_Page text_.

§ §

If there is a $k$ so that $a_k\lt\lim\limits_{n\to\infty}a_n$, then $\inf\limits_{n\ge0}a_n\lt\lim\limits_{n\to\infty}a_n$. Since the limit exists, there is an $n_0$ so that $$ n\ge n_0\implies a_n\ge L=\frac12\left(\inf_{n\ge0}a_n+\lim_{n\to\infty}a_n\right)\tag1 $$ Thus, there are only a finite number of terms where $a_n\lt L$. Since an infimum over a compact set is attained, there must be an $n_1$ so that $a_{n_1}=\inf\limits_{n\ge0}a_n$.

That is, the infimum is attained.

§ §

_What to do_.
1) Transcribe part of the passage on the infimum, beginning at the words "If there is" and stopping after the words "infimum is attained.".
2) Restate word for word the lines of the entries from their very first line through the line that contains "M 20 164 L 20".

§ §

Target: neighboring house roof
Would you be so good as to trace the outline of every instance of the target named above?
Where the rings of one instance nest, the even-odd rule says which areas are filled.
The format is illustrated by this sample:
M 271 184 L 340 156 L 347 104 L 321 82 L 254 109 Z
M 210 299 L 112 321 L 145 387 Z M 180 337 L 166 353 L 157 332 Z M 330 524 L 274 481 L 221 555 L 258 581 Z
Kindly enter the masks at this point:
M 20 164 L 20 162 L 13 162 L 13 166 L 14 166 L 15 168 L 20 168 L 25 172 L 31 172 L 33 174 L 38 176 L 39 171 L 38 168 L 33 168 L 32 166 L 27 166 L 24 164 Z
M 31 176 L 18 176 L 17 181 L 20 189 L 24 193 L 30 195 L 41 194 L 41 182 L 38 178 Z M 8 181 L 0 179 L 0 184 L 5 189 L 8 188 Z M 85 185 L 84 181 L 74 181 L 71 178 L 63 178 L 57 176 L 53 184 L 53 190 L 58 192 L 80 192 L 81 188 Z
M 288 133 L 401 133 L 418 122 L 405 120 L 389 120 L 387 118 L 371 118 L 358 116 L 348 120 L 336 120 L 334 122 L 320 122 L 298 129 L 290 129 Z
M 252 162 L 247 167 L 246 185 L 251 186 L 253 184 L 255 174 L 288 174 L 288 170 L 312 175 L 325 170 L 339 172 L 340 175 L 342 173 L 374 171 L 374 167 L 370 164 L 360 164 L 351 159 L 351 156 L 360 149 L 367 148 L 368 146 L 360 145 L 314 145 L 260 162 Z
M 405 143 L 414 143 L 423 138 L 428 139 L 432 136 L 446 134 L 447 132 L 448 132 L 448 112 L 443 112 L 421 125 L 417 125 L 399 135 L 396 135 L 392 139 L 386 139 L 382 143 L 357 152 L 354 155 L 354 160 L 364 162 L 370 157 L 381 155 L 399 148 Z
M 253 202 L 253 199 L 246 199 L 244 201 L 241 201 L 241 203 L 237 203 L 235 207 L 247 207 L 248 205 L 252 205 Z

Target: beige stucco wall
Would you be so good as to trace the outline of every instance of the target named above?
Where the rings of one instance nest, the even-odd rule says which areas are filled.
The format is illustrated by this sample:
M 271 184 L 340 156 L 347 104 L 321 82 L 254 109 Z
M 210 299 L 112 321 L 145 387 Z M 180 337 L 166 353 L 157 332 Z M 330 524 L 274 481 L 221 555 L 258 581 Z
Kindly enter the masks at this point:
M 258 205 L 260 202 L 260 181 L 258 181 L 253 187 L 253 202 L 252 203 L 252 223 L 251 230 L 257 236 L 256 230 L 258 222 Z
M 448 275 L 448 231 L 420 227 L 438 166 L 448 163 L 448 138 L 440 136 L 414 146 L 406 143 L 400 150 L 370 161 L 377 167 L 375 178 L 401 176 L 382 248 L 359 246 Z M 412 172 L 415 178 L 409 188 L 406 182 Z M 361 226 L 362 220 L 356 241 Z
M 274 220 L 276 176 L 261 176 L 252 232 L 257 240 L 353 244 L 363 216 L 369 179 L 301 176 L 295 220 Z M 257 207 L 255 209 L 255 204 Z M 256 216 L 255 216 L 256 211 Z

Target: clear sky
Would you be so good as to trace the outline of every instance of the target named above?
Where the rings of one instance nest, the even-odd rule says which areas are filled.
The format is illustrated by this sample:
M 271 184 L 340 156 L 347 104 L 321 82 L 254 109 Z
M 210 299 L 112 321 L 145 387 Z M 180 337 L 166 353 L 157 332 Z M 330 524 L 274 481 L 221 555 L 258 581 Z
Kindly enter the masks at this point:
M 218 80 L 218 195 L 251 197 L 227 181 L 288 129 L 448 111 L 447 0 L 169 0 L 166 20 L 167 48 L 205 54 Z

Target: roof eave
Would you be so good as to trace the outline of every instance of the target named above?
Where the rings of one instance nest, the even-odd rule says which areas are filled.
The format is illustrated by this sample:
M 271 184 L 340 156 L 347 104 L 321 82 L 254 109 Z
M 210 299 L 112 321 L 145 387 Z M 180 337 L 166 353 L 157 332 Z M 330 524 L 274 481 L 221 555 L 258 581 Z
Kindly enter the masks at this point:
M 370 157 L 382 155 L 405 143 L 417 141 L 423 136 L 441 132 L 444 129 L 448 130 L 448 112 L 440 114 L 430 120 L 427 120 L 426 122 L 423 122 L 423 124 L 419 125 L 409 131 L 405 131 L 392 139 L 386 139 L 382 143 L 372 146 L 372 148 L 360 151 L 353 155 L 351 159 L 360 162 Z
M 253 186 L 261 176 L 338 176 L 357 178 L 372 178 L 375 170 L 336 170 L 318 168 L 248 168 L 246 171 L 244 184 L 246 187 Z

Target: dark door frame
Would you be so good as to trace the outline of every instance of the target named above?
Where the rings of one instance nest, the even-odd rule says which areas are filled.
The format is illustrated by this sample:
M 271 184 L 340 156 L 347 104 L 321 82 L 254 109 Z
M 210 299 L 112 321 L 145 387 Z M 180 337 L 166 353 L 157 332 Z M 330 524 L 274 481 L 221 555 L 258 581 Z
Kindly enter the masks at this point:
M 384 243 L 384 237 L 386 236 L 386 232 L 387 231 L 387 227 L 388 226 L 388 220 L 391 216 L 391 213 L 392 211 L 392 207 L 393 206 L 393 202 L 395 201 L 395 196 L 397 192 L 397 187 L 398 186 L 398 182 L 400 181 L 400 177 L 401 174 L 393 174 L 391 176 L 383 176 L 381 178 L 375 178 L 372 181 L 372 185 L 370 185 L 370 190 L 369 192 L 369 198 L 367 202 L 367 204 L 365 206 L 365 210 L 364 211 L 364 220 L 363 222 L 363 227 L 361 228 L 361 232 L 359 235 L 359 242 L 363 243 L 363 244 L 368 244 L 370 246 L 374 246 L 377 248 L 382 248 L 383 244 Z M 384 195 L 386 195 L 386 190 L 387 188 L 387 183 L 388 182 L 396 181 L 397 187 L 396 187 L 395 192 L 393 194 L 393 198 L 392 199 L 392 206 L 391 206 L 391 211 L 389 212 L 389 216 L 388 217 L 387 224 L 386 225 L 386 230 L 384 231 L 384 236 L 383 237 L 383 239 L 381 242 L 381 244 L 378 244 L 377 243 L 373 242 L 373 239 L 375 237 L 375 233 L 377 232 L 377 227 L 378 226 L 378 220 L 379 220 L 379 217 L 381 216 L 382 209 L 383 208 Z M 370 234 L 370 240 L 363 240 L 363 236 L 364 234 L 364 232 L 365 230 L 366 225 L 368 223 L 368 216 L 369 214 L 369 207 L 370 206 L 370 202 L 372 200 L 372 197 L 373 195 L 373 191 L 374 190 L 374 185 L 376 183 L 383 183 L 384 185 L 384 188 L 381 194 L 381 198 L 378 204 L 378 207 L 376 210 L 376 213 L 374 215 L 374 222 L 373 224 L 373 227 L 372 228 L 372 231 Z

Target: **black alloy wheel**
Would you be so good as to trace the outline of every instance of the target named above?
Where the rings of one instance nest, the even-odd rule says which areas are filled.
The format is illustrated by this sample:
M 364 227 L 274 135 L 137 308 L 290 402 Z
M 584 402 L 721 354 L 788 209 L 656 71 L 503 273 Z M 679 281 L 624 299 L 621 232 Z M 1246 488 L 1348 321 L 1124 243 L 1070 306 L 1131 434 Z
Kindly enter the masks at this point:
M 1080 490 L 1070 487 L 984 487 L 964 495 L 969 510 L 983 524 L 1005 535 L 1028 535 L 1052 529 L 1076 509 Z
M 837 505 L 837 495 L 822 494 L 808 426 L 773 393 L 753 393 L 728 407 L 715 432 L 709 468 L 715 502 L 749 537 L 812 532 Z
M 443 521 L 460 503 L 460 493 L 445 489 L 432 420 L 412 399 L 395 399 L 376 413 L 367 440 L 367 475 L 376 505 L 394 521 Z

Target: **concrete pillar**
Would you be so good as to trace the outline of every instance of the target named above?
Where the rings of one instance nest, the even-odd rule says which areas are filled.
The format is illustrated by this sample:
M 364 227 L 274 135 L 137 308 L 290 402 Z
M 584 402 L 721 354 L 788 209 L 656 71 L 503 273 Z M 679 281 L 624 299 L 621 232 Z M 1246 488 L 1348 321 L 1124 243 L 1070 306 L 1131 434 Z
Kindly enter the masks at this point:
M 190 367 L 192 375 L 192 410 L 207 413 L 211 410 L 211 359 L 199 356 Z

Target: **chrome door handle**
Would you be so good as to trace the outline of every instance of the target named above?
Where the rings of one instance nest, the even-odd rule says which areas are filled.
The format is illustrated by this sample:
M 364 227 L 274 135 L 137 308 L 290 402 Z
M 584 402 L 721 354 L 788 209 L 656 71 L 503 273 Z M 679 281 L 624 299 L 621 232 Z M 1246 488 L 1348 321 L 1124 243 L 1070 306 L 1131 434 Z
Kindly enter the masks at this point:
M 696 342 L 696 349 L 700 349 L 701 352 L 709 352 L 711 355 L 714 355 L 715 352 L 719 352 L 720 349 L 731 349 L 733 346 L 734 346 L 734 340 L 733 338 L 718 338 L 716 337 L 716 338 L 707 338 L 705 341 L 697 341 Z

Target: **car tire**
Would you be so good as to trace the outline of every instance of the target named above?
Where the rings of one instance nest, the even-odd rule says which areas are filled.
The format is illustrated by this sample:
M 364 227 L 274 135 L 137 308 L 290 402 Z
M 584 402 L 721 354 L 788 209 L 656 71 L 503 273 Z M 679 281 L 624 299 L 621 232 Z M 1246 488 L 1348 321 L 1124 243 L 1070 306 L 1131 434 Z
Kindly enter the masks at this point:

§ §

_Responses_.
1)
If there is a $k$ so that $a_k\lt\lim\limits_{n\to\infty}a_n$, then $\inf\limits_{n\ge0}a_n\lt\lim\limits_{n\to\infty}a_n$. Since the limit exists, there is an $n_0$ so that $$ n\ge n_0\implies a_n\ge L=\frac12\left(\inf_{n\ge0}a_n+\lim_{n\to\infty}a_n\right)\tag1 $$ Thus, there are only a finite number of terms where $a_n\lt L$. Since an infimum over a compact set is attained, there must be an $n_1$ so that $a_{n_1}=\inf\limits_{n\ge0}a_n$.

That is, the infimum is attained.

2)
Target: neighboring house roof
Would you be so good as to trace the outline of every instance of the target named above?
Where the rings of one instance nest, the even-odd rule says which areas are filled.
The format is illustrated by this sample:
M 271 184 L 340 156 L 347 104 L 321 82 L 254 109 Z
M 210 299 L 112 321 L 145 387 Z M 180 337 L 166 353 L 157 332 Z M 330 524 L 274 481 L 221 555 L 258 581 Z
Kindly enter the masks at this point:
M 20 164 L 20 162 L 13 162 L 13 166 L 14 166 L 15 168 L 20 168 L 25 172 L 31 172 L 33 174 L 38 176 L 39 171 L 38 168 L 33 168 L 32 166 L 27 166 L 24 164 Z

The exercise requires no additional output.